Begin
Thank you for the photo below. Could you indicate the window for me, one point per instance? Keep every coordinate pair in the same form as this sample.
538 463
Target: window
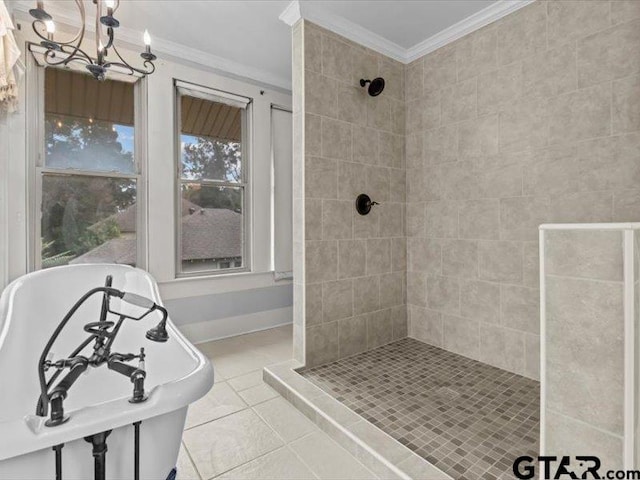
88 178
212 181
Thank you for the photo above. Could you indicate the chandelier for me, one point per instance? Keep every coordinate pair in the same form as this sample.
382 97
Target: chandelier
61 53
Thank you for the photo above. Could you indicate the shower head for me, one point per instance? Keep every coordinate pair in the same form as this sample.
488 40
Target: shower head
376 86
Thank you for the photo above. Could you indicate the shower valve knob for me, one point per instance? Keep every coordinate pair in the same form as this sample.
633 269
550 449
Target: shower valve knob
364 204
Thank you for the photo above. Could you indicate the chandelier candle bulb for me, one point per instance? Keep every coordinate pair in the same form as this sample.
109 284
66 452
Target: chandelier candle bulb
110 6
51 29
99 65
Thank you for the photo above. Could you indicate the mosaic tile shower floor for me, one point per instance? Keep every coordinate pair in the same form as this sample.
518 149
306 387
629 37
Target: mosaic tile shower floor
469 419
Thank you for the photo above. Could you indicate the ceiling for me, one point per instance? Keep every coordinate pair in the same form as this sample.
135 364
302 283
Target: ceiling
247 38
403 22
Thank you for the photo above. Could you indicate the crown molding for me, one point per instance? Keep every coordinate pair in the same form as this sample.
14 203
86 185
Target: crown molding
291 14
296 10
350 30
484 17
178 52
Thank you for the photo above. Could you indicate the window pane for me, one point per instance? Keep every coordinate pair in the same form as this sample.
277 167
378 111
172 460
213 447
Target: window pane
88 220
211 227
88 124
211 140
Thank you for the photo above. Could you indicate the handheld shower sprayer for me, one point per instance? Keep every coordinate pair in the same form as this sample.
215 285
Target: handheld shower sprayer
102 333
159 332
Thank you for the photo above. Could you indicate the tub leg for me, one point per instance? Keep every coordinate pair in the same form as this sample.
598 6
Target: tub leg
136 453
58 450
99 442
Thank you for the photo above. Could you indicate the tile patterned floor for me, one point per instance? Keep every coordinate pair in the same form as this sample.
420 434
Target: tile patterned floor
242 429
467 418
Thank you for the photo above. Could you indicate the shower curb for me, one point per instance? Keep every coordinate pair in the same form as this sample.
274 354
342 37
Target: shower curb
380 453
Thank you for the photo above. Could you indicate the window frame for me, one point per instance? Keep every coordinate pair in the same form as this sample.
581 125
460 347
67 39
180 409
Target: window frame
180 88
38 169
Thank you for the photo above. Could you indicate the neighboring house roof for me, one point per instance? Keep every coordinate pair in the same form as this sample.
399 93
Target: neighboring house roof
116 250
126 219
208 233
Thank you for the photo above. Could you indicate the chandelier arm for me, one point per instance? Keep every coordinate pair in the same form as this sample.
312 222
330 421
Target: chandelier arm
51 54
77 38
71 56
147 63
150 67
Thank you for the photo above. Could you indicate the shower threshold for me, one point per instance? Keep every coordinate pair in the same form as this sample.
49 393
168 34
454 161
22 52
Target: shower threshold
469 419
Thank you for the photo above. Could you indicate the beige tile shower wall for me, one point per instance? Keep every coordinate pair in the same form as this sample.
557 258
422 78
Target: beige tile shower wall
351 268
532 119
585 348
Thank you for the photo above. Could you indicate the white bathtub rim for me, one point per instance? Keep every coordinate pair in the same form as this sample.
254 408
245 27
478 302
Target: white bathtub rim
28 434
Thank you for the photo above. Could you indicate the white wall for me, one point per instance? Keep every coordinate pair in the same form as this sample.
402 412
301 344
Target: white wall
161 189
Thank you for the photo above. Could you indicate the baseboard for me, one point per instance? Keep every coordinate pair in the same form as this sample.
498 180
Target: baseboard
200 332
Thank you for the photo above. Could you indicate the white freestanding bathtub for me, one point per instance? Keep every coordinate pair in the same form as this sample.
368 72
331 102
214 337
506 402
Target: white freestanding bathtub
177 375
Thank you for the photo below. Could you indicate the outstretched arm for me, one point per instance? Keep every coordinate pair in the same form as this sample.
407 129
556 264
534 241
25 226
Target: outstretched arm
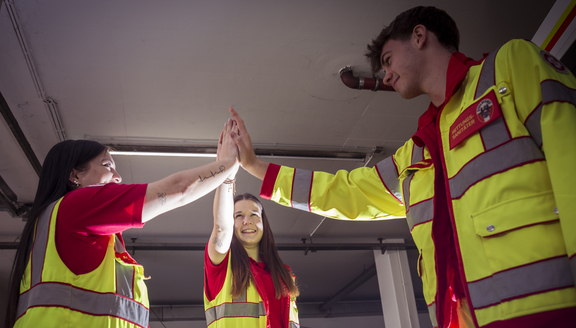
247 156
223 209
186 186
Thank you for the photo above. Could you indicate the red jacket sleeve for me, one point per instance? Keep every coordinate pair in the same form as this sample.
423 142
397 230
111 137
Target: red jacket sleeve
214 275
88 217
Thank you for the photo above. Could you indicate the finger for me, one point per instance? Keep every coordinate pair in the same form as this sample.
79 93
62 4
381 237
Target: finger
238 119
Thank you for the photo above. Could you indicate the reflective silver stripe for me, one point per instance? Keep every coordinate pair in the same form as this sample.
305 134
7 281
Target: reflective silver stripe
421 212
432 313
533 125
232 310
40 243
525 280
56 294
417 154
406 191
301 189
507 156
495 134
124 280
487 76
389 176
242 298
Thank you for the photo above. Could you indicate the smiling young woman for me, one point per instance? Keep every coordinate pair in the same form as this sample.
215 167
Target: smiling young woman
246 284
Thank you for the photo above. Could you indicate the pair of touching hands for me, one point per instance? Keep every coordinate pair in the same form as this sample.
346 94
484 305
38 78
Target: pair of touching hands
235 143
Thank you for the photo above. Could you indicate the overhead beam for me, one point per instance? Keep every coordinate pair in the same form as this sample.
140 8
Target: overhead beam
9 201
19 135
280 247
267 151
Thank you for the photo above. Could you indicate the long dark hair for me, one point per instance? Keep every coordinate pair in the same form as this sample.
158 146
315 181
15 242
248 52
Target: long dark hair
54 183
281 277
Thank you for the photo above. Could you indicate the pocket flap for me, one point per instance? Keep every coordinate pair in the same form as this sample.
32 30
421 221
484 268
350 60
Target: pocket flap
515 214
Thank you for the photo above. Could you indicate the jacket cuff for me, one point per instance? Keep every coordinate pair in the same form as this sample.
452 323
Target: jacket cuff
269 181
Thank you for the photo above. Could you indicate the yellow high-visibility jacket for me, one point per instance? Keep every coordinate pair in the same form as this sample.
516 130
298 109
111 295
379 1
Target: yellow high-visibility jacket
508 148
247 311
113 295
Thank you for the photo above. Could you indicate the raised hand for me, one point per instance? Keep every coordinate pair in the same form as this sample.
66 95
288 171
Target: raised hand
247 156
226 146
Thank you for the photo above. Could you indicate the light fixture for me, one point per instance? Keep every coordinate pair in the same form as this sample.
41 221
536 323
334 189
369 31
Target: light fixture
161 154
165 147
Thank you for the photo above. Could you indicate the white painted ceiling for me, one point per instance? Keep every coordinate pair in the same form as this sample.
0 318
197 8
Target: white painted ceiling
165 72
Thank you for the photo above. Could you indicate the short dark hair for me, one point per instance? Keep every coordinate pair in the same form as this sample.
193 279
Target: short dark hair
436 21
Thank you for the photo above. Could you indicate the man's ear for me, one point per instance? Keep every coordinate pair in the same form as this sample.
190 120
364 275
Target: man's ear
419 35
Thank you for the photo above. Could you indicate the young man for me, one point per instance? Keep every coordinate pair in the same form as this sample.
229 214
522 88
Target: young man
485 183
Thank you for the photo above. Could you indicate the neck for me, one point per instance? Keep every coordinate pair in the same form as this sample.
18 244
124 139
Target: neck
435 81
253 252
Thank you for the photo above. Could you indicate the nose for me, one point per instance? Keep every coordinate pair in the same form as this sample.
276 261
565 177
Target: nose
116 177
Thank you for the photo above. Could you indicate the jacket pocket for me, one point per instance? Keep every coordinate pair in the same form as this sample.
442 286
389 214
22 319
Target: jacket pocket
515 214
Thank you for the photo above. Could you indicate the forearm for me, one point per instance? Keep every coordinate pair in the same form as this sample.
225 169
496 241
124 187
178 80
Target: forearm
223 229
184 187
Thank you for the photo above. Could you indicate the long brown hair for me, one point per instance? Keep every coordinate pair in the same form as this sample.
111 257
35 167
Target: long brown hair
284 284
54 183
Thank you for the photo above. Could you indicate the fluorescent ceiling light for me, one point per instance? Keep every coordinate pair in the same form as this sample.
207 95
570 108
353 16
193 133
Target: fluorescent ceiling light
161 154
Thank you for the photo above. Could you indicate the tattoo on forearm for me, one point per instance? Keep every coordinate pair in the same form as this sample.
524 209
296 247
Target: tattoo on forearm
221 169
217 242
162 198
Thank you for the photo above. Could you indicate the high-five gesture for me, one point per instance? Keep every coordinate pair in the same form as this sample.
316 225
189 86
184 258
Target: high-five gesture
248 158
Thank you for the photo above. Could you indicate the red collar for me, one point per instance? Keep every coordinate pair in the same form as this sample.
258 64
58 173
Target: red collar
457 69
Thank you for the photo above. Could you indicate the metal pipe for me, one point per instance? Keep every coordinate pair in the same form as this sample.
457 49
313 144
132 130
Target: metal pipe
49 104
19 135
361 83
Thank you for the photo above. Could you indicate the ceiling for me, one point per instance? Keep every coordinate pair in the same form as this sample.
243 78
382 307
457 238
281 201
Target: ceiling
164 73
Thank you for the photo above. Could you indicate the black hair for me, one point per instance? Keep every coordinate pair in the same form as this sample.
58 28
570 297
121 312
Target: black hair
54 183
435 20
284 284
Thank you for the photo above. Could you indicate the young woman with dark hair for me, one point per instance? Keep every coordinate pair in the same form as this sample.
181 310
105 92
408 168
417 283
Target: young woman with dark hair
246 284
71 268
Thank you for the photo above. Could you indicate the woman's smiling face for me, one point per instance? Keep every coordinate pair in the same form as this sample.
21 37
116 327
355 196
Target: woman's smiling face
248 226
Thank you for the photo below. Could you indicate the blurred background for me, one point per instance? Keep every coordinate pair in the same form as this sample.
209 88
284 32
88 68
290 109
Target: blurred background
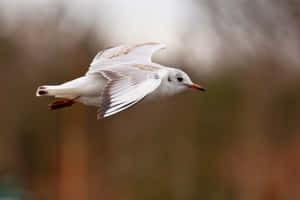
238 141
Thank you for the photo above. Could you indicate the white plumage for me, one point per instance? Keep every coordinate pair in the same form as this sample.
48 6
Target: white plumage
118 78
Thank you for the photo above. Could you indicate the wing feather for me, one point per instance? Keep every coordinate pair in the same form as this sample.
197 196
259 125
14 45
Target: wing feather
135 54
125 87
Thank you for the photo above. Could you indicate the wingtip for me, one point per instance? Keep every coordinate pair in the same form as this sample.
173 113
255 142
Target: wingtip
41 91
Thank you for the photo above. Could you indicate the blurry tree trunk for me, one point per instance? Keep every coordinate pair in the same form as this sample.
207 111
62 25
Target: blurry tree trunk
73 157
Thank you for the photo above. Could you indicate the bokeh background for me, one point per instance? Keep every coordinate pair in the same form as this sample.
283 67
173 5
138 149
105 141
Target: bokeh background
238 141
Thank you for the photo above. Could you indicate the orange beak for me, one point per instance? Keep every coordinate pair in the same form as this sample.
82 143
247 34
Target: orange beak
196 86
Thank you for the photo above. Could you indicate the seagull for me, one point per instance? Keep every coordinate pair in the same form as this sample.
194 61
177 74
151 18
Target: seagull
118 78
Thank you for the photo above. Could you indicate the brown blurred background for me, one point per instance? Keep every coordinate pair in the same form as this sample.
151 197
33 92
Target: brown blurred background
238 141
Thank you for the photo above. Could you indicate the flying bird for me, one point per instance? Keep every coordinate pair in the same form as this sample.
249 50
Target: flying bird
118 78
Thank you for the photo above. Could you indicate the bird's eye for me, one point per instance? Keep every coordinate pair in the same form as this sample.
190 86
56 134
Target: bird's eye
180 79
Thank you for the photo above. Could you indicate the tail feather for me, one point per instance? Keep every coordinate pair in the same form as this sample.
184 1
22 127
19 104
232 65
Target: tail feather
61 104
57 91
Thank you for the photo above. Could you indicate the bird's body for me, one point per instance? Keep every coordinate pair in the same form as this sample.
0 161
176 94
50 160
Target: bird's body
118 78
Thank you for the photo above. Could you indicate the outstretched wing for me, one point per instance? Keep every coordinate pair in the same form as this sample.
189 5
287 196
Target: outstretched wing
136 54
127 85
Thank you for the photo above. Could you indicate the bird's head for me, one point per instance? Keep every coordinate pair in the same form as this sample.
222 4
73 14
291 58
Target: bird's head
177 81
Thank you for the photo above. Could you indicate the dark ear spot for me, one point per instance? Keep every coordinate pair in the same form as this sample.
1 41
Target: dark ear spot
180 79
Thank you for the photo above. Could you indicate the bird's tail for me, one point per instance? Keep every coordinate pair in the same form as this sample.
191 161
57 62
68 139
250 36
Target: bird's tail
57 91
68 94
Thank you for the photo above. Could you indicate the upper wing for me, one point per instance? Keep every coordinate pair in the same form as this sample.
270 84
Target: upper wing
126 86
139 54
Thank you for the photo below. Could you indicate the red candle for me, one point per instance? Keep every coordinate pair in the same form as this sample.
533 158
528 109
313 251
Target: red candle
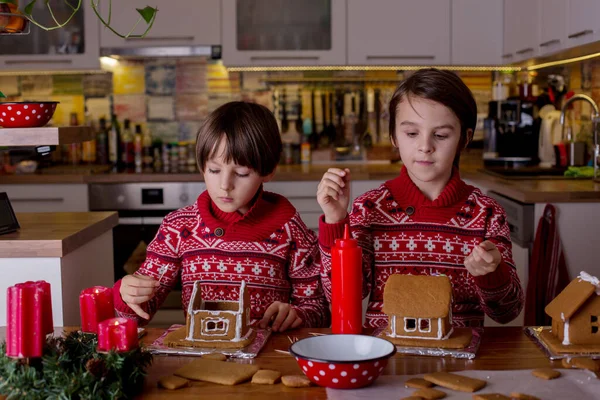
95 306
25 331
117 333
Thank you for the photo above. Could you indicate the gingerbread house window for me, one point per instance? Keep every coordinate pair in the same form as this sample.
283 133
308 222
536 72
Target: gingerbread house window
410 324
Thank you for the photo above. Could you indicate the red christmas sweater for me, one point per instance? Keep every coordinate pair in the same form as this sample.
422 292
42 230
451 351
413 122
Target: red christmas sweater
269 247
403 232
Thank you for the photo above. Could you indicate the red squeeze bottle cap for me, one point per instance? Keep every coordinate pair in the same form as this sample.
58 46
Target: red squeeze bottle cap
347 240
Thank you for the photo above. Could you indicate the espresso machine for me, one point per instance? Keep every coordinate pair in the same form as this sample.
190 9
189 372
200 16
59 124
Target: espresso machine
511 133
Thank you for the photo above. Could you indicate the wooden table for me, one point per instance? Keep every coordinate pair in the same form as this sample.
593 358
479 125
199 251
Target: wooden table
501 349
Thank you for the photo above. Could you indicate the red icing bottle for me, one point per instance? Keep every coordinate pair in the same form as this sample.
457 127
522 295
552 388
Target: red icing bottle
346 285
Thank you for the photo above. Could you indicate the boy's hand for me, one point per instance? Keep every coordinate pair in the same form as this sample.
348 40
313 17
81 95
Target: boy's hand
484 259
285 316
333 194
136 290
End
**WORK TO DO:**
Take the lines from the one containing "the red icing" to the last line of the material above and write them out exactly.

**ANSWER BELOW:**
Thank you for the photo above. Could you indicate the red icing bottle for me, one point per instance? Keep every coordinate pair in the same form as this sample.
457 127
522 295
552 388
Target: red icing bottle
346 285
Thank you for the photo above. Could you indicate the boy's hand for me, one point per instance? Keep every coordinate pair in the same form as this sample.
348 40
313 17
81 95
Target: boy's hand
484 259
285 316
333 194
136 290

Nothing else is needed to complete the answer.